Reproduce word for word everything in the rows below, from the line containing "of the wildflower" down to the line containing "242), (35, 355)]", including both of those lines.
——
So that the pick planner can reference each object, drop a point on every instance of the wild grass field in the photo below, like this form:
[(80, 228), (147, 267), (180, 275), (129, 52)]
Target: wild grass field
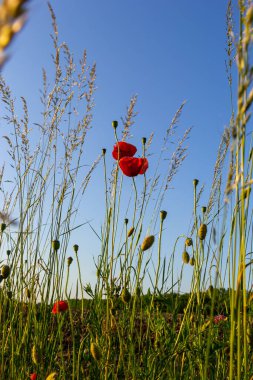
[(118, 329)]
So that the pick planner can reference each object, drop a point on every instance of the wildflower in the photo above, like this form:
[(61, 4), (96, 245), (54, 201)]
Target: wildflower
[(147, 242), (218, 318), (59, 306), (123, 149), (95, 351), (132, 166)]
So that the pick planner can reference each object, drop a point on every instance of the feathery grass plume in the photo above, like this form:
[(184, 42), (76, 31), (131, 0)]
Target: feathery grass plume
[(202, 231), (185, 257), (147, 242), (125, 296), (128, 120), (55, 245), (192, 261), (5, 271), (130, 232), (95, 351), (52, 376), (12, 19), (188, 242), (35, 355)]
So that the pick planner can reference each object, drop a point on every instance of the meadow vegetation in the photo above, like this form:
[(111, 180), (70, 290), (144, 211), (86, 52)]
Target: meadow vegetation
[(117, 329)]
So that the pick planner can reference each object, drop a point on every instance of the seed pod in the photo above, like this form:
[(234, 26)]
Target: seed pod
[(125, 296), (69, 261), (52, 376), (147, 242), (186, 257), (202, 231), (130, 232), (188, 242), (75, 247), (35, 355), (55, 245), (95, 351), (114, 124), (5, 271), (3, 227), (163, 215), (192, 261)]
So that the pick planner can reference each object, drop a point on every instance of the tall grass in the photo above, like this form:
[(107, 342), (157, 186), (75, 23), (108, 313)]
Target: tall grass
[(124, 331)]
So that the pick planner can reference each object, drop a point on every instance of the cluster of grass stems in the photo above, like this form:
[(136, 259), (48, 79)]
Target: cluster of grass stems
[(122, 331)]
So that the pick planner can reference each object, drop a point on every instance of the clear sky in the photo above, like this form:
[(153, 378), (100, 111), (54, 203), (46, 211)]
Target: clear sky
[(165, 51)]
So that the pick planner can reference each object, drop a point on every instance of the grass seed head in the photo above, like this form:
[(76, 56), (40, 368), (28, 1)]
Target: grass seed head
[(125, 296), (202, 231), (95, 351), (114, 124), (130, 232), (147, 242), (55, 245), (188, 242), (192, 261), (163, 215), (76, 248), (5, 271), (186, 257), (69, 261), (35, 355)]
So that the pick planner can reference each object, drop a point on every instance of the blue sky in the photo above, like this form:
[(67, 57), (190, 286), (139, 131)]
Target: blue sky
[(166, 52)]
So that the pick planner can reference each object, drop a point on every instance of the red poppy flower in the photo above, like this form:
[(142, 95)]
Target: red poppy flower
[(59, 306), (123, 149), (132, 166)]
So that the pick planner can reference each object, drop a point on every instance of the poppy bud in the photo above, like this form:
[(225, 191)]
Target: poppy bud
[(130, 232), (163, 215), (5, 271), (125, 296), (69, 260), (75, 247), (3, 227), (35, 355), (185, 257), (147, 242), (202, 231), (188, 242), (95, 351), (114, 124), (192, 261), (55, 245)]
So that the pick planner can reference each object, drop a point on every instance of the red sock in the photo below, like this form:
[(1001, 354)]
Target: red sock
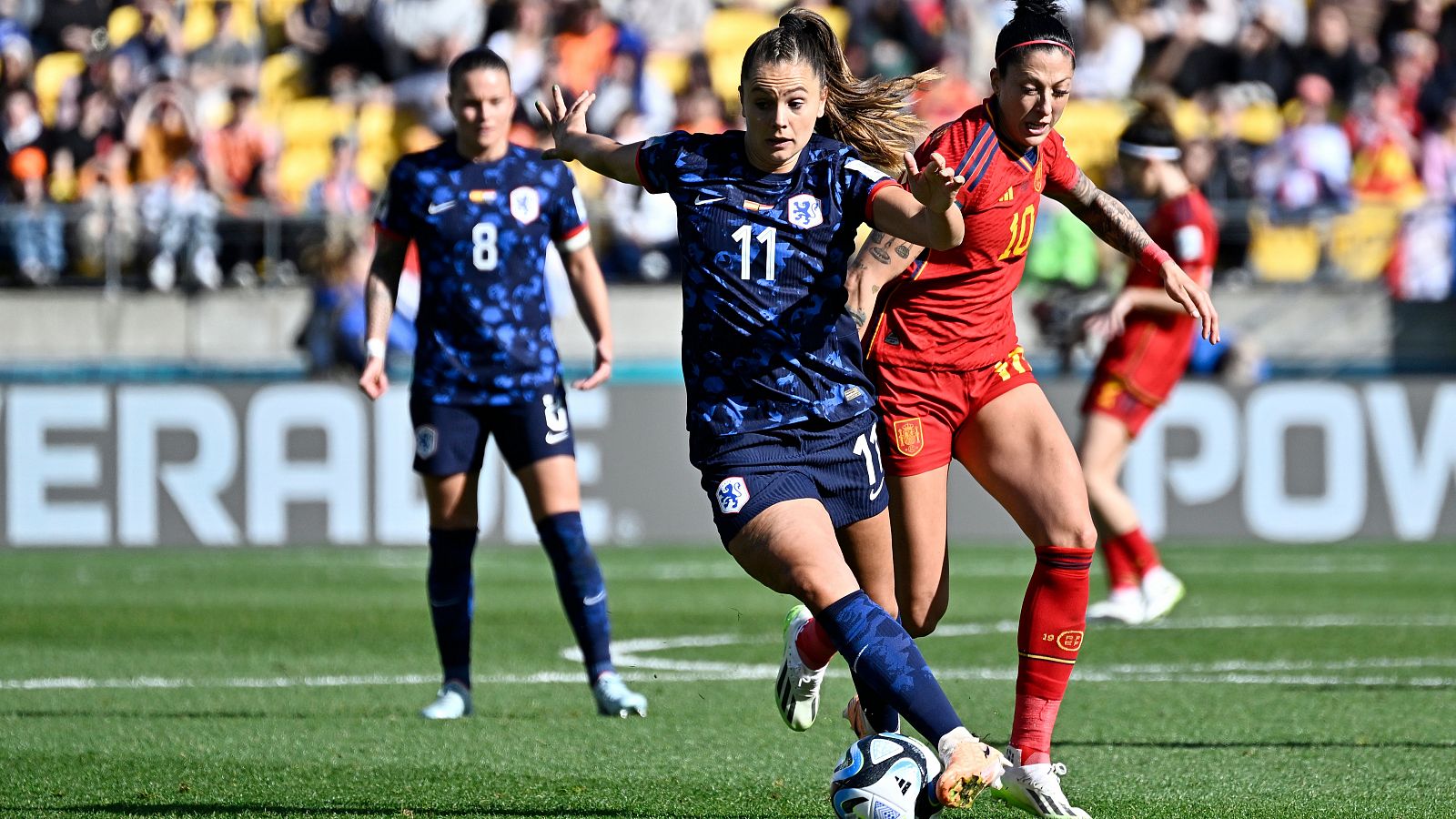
[(814, 646), (1121, 573), (1053, 617), (1142, 551)]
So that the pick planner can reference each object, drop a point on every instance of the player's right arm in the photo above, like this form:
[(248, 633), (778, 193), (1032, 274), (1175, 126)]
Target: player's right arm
[(379, 307), (881, 258), (568, 128)]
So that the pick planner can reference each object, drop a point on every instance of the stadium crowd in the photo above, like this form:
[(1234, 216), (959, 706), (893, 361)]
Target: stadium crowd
[(157, 138)]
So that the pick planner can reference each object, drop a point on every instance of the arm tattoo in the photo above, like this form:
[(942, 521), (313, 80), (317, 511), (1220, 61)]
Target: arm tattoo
[(1107, 217)]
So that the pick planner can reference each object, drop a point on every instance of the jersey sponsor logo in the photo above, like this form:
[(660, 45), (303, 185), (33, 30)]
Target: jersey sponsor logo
[(558, 424), (427, 442), (1069, 640), (909, 436), (805, 212), (526, 205), (733, 494)]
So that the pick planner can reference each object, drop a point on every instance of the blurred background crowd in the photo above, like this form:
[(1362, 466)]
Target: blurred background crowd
[(215, 143)]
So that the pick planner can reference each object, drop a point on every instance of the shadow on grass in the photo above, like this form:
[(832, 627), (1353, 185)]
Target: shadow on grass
[(1288, 745)]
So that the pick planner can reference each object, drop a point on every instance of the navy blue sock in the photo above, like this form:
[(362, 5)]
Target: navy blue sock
[(885, 661), (881, 714), (581, 588), (451, 598)]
——
=== Answer below ===
So that the pick planner can reference each object, drop a point on every instance of the wildflower in the photo above, like this form:
[(61, 4), (96, 245), (54, 201)]
Target: wildflower
[(147, 242), (218, 318), (59, 306), (123, 149), (95, 351), (132, 166)]
So that the pick planner can reference each object, drop a point on every instance of the feathery grass plume in the photo above, like this form:
[(184, 42), (76, 31), (131, 0)]
Target: feathery grass plume
[(202, 231), (185, 257), (147, 242), (125, 296), (128, 120), (55, 245), (192, 261), (5, 271), (130, 232), (95, 351), (52, 376), (12, 19), (188, 242), (35, 355)]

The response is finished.